start MATERIAL SUPPLIED
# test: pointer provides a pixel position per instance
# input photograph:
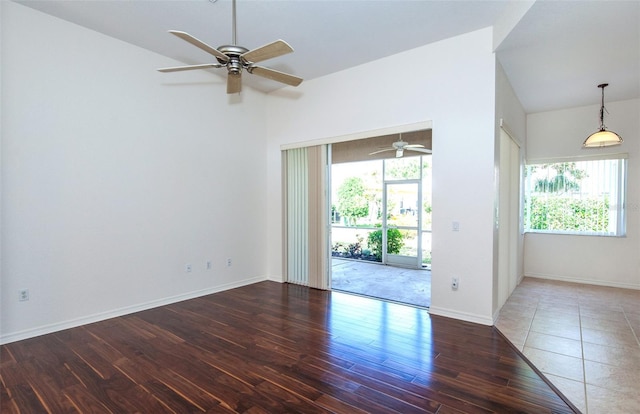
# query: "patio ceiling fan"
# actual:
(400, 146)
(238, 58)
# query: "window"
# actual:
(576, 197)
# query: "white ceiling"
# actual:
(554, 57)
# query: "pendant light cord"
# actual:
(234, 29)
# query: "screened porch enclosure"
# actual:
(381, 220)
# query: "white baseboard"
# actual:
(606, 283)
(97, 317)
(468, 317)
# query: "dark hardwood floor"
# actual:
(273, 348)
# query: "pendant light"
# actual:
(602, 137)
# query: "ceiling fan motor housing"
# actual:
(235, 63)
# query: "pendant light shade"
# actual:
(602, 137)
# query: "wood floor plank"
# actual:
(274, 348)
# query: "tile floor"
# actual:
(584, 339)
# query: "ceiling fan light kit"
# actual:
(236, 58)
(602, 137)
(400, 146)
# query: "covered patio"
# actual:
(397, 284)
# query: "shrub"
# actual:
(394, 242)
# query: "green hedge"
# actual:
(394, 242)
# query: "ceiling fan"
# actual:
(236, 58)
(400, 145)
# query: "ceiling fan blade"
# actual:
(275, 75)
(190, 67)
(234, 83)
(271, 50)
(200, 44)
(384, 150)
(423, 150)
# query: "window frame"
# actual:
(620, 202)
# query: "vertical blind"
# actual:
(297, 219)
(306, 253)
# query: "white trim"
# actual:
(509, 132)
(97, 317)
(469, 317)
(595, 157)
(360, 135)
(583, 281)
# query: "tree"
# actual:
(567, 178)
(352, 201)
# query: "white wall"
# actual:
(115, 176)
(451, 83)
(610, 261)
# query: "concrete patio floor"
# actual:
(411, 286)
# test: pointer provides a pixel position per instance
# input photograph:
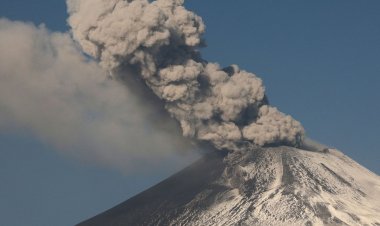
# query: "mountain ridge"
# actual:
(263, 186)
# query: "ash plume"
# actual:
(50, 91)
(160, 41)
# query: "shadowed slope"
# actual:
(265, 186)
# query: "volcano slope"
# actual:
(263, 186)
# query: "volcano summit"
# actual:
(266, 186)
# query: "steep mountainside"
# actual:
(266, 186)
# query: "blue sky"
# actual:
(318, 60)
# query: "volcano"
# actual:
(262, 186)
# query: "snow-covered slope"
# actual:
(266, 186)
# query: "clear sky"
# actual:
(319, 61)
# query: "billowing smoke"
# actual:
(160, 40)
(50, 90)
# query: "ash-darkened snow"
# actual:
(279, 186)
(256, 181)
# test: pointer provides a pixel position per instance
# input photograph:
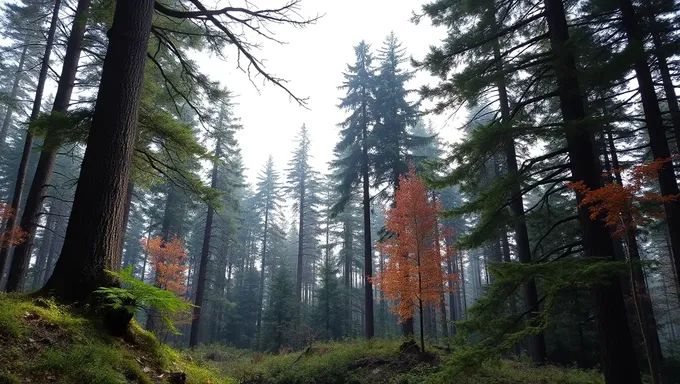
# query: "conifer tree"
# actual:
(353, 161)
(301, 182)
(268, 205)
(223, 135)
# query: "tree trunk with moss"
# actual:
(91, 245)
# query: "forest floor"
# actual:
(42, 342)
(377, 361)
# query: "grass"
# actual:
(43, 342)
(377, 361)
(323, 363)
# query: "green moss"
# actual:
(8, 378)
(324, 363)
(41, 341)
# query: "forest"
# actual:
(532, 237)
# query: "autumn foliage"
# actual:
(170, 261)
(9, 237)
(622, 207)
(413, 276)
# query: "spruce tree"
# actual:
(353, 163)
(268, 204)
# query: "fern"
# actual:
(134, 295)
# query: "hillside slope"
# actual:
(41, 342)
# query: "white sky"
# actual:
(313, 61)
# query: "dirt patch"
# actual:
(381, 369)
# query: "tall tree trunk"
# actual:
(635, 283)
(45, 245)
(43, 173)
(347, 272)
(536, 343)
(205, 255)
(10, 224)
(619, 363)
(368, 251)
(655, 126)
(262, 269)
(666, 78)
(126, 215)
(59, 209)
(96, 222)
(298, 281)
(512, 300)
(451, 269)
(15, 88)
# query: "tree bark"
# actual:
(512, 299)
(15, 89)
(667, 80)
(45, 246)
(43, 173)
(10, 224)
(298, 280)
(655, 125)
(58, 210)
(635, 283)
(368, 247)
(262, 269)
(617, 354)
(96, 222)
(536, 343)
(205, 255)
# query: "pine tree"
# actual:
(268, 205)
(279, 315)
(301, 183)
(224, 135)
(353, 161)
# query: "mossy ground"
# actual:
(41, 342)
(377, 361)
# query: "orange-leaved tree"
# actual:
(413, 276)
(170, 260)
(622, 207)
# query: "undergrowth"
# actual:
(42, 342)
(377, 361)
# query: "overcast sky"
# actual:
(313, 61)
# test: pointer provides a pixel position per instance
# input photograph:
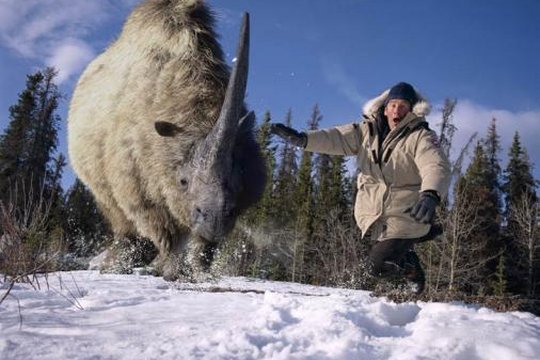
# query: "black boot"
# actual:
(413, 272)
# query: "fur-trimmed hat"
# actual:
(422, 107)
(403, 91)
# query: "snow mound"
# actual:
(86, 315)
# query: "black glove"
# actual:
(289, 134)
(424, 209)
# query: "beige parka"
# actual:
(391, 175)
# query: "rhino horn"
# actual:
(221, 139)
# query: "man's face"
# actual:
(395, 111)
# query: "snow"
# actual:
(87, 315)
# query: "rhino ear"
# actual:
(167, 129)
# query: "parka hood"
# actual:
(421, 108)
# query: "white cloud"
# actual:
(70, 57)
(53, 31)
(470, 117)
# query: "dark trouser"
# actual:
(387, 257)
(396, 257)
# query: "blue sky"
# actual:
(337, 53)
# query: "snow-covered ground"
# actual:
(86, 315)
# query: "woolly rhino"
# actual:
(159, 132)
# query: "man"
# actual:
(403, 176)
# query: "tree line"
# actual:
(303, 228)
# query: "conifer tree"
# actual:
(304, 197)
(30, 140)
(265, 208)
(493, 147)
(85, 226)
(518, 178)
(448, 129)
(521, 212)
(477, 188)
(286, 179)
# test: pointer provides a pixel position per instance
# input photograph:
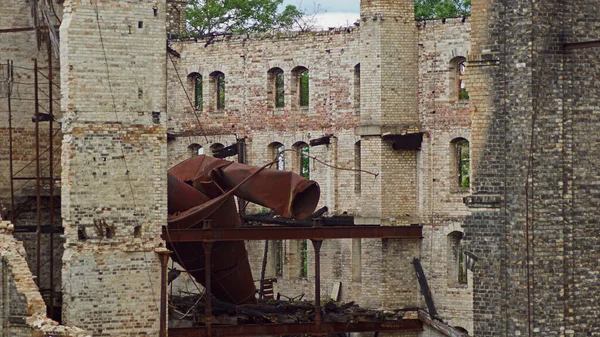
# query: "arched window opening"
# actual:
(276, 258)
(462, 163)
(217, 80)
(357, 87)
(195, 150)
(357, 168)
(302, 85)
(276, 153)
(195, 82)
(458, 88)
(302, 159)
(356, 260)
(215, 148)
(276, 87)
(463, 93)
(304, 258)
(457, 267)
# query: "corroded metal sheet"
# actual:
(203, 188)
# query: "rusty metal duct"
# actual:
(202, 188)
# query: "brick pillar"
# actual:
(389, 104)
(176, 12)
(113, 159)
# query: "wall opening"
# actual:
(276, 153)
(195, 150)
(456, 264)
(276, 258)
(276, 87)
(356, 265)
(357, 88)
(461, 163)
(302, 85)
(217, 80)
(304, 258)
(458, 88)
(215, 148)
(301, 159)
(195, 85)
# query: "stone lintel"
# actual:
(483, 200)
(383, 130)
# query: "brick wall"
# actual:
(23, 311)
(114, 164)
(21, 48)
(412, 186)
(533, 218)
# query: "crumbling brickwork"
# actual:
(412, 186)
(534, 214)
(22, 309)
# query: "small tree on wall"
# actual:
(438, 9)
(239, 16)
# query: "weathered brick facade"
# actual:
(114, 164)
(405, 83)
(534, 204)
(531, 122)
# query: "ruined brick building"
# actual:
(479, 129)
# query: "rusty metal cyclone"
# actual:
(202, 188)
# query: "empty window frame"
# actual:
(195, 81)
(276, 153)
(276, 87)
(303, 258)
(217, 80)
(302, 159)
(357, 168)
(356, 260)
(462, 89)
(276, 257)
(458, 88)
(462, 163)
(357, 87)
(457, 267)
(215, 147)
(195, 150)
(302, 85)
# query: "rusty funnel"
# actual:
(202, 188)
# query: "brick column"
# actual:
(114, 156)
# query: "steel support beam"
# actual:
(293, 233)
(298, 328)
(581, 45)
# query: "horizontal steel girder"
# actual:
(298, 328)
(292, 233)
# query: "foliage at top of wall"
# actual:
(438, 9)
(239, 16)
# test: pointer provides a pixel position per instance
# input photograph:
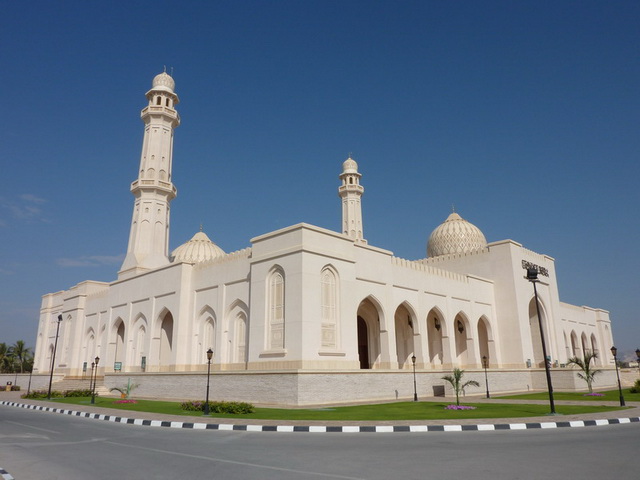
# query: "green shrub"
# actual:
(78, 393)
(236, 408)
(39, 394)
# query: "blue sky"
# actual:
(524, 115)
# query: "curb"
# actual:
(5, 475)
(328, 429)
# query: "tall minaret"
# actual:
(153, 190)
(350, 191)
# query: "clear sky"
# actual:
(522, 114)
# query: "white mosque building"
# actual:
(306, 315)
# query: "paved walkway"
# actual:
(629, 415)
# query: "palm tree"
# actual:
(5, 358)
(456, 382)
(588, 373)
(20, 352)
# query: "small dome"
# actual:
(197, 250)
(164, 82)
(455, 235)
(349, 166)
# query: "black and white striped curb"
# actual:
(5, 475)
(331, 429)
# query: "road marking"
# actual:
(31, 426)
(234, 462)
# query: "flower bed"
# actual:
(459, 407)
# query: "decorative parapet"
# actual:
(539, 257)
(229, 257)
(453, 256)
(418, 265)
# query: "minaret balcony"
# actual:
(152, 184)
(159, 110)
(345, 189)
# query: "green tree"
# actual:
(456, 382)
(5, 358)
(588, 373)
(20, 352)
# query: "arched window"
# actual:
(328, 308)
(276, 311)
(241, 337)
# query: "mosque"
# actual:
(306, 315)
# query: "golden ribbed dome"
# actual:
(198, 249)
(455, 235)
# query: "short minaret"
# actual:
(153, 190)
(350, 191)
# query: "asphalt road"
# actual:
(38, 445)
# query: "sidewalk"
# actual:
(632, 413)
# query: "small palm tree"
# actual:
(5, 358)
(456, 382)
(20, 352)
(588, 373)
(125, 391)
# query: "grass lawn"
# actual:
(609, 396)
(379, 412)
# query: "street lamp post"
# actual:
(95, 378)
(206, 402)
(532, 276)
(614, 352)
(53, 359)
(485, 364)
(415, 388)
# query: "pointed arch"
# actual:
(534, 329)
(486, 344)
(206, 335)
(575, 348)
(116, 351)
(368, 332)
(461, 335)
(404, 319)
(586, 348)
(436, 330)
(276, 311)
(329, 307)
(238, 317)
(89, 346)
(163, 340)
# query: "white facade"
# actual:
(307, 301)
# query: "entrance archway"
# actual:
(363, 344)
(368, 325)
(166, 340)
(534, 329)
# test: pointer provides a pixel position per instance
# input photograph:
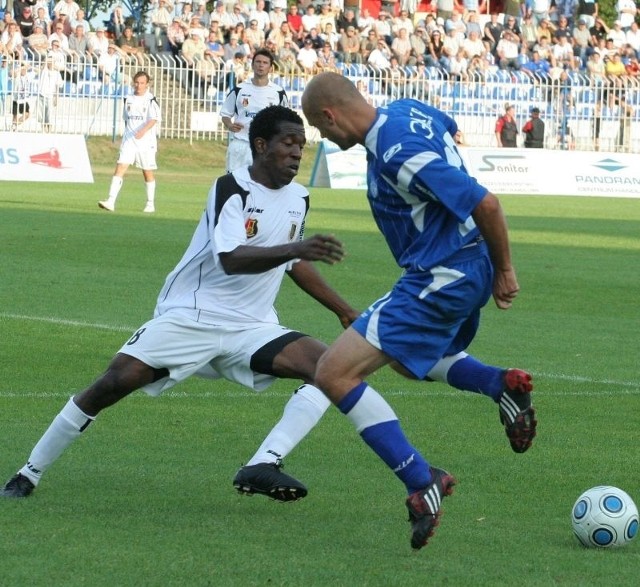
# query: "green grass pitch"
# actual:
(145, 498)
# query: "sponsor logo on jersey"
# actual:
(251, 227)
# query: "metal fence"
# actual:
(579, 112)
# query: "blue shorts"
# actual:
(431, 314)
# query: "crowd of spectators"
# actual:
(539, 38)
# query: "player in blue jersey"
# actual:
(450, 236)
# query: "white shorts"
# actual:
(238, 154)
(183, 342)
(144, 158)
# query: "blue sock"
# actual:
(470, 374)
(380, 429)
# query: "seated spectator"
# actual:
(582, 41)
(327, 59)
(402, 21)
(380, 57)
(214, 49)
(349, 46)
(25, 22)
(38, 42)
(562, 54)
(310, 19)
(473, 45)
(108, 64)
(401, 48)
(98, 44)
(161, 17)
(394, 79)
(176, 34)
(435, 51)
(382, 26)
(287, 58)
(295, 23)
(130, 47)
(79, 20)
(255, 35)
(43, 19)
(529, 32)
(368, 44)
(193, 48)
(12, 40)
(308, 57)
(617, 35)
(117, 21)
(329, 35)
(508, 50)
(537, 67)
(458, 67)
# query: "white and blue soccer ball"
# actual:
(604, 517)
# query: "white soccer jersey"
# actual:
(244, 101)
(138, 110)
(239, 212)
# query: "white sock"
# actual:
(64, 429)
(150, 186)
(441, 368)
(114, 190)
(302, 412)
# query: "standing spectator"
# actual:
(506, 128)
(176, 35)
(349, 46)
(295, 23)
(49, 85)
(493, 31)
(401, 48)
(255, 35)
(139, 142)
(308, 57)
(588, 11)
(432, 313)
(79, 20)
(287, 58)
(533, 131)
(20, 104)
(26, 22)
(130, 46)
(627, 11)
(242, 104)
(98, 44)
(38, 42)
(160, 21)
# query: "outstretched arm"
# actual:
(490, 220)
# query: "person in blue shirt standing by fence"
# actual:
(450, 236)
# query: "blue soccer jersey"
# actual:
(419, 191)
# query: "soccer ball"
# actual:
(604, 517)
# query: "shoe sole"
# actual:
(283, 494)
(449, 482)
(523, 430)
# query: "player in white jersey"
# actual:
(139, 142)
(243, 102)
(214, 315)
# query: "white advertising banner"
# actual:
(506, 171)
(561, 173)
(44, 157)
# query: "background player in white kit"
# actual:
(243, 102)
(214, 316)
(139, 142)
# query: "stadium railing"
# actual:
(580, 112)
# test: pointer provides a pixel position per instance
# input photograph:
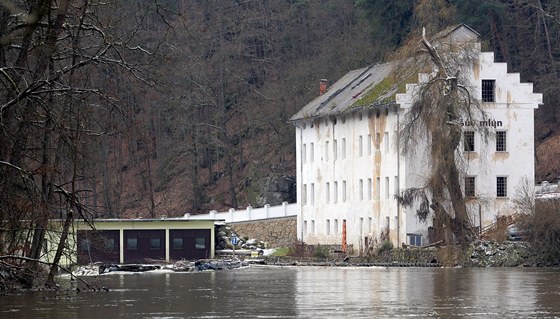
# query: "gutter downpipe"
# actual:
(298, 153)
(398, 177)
end MATERIAL SUPPLIED
### PROBLEM DESCRIPTION
Print the lines from the one that contains "and blue soccer" through the last line of the data, exactly and in full, and no other lines. Pictures are not part of the copy.

### RESULT
# query: "white and blue soccer ball"
# actual:
(604, 517)
# query: "white soccer jersey"
# actual:
(244, 101)
(138, 110)
(239, 212)
# query: "white sock"
# actual:
(64, 429)
(150, 186)
(441, 368)
(114, 190)
(302, 412)
# query: "standing spectator"
# actual:
(506, 128)
(176, 35)
(349, 46)
(295, 23)
(49, 85)
(493, 31)
(401, 48)
(255, 35)
(139, 142)
(308, 57)
(588, 11)
(432, 313)
(79, 20)
(287, 58)
(533, 131)
(20, 104)
(26, 22)
(130, 46)
(627, 11)
(242, 104)
(98, 44)
(38, 42)
(160, 21)
# query: "outstretched arm"
# actual:
(490, 220)
# query: "person in blue shirt standing by fence"
# actual:
(450, 236)
# query: "blue soccer jersey"
# actual:
(419, 191)
# query: "soccer ball"
# actual:
(604, 517)
# query: "shoe sole"
# actual:
(283, 494)
(449, 482)
(523, 430)
# query: "player in white jersey"
# actual:
(139, 142)
(243, 102)
(214, 315)
# query: "white advertising banner"
# actual:
(506, 171)
(561, 173)
(44, 157)
# query: "background player in white kit"
# actual:
(243, 102)
(214, 316)
(139, 142)
# query: "stadium railing"
# actual:
(580, 112)
# test: pointer provides a pixel position per instance
# input photograph:
# query: "gutter downpipe"
# actual:
(298, 153)
(398, 177)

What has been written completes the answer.